▸ **Source extract**:
= = = =

When I joined the Committee, it was considering its report on tax in developing countries. The introduction to the report begins with the following words:

“Tax is an issue of fundamental importance for development. If developing countries are to escape from aid dependency, and from poverty more broadly, it is imperative that their revenue authorities are able to collect taxes effectively. Tax revenues represent a more predictable and sustainable source of revenue than aid flows ever can.”

This Bill seeks to empower developing countries at a time when they are vulnerable to companies seeking to exploit their natural resources and economic development potential. The citizens of these countries should benefit from those resources and that economic growth so that they can shape the future of their own nation and of generations to come who can grow up free from poverty if we act to ensure fairness and transparency and to prevent this wealth from flowing to nameless beneficiaries.

This is not just an issue that exercises people in this place. Tax avoidance has become a hot topic. A ComRes survey last year found that 85% of the public believe that corporate tax avoidance is morally wrong even when legal. Outside Parliament, a collective of international development charities and many of my constituents have called on the UK Government to introduce an anti-tax dodging Bill early in the next Parliament. The charities say that such a Bill could raise an additional £3.6 billion for the Treasury, as well as help developing countries to improve their revenue collection and national income. They say that developing countries currently lose $160 billion a year in potential revenue owing to corporate tax dodging, which is more than the amount given annually in overseas aid by all rich countries. I should like to put on record my thanks to those charities for their work, especially Christian Aid and ActionAid.

Not only does tax dodging remove revenue from developing countries that could help them to create infrastructure and growth, but it takes money from public services and undermines the social contract between citizens and the state. The current Government have not done enough to tackle tax avoidance. The amount of uncollected tax has risen year on year, increasing to £34 billion in 2012-13. I am proud that my party—the Labour party—has committed to tackling tax avoidance in its first Finance Bill if it wins, or rather when it wins, the general election.

The Tax Transparency and International Development Bill seeks, by closing loopholes and imposing penalties, to ensure that multinational companies do not receive unjustified tax breaks, and that our tax rules do not incentivise companies to avoid tax in developing countries. It also seeks to make our tax system more transparent.

= = = =

▸ **Information shown**:
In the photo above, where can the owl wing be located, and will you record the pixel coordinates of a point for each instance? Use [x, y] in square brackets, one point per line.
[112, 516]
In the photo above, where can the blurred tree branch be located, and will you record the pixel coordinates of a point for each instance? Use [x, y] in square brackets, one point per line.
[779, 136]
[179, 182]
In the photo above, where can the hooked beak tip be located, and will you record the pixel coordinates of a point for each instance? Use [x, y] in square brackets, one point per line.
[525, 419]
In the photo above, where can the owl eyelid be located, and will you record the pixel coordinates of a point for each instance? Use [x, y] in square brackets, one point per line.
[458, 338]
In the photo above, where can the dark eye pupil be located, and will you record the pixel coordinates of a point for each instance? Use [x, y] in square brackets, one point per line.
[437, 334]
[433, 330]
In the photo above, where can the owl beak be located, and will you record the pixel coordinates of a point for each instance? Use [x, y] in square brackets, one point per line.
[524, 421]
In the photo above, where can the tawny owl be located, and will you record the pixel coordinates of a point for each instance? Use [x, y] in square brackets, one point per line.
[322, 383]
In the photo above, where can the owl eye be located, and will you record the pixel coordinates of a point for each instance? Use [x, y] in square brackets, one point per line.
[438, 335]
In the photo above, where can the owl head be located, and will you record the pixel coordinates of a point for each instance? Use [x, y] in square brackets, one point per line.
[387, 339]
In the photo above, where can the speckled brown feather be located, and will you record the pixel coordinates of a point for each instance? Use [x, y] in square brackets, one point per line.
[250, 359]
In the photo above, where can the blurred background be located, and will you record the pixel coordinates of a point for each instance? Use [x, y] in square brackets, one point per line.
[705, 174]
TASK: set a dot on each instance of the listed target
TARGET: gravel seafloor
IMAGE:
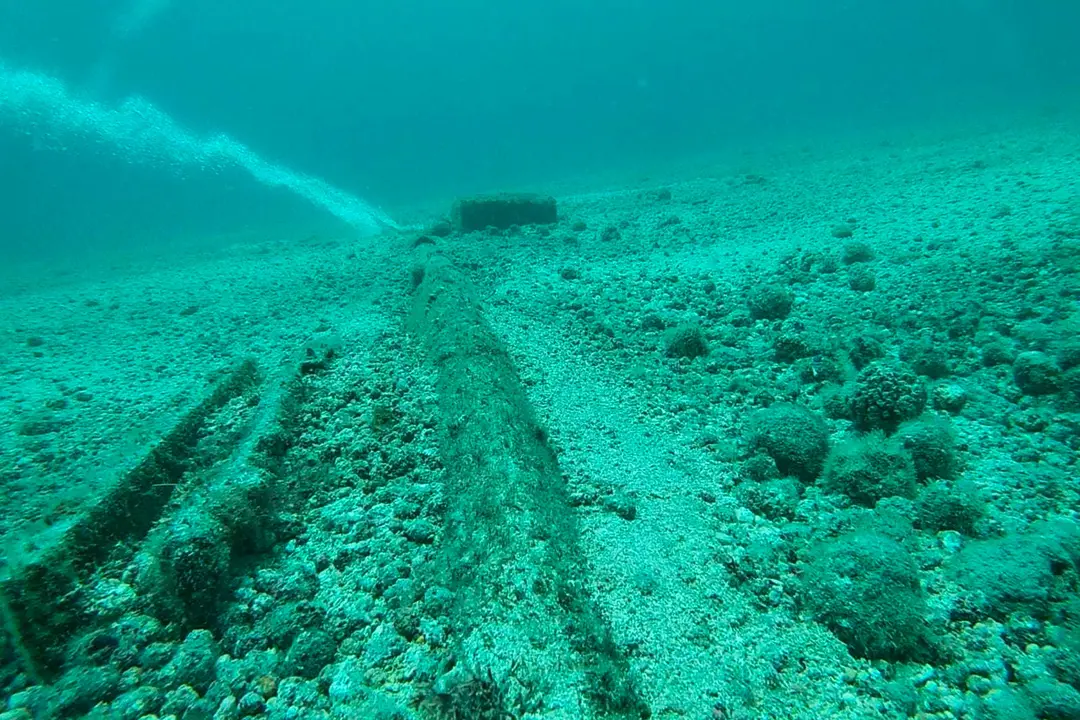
(817, 421)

= = = =

▸ **Work instructions**:
1. According to the speech on tax in developing countries, what share of the public believed that corporate tax avoidance is morally wrong even when legal?
2. Rewrite the part of the speech on tax in developing countries starting with "The Tax Transparency" and going on through "system more transparent.", changing "loopholes" to "gaps".
The data has no connection to the speech on tax in developing countries.

▸ **Solutions below**:
1. 85%

2.
The Tax Transparency and International Development Bill seeks, by closing gaps and imposing penalties, to ensure that multinational companies do not receive unjustified tax breaks, and that our tax rules do not incentivise companies to avoid tax in developing countries. It also seeks to make our tax system more transparent.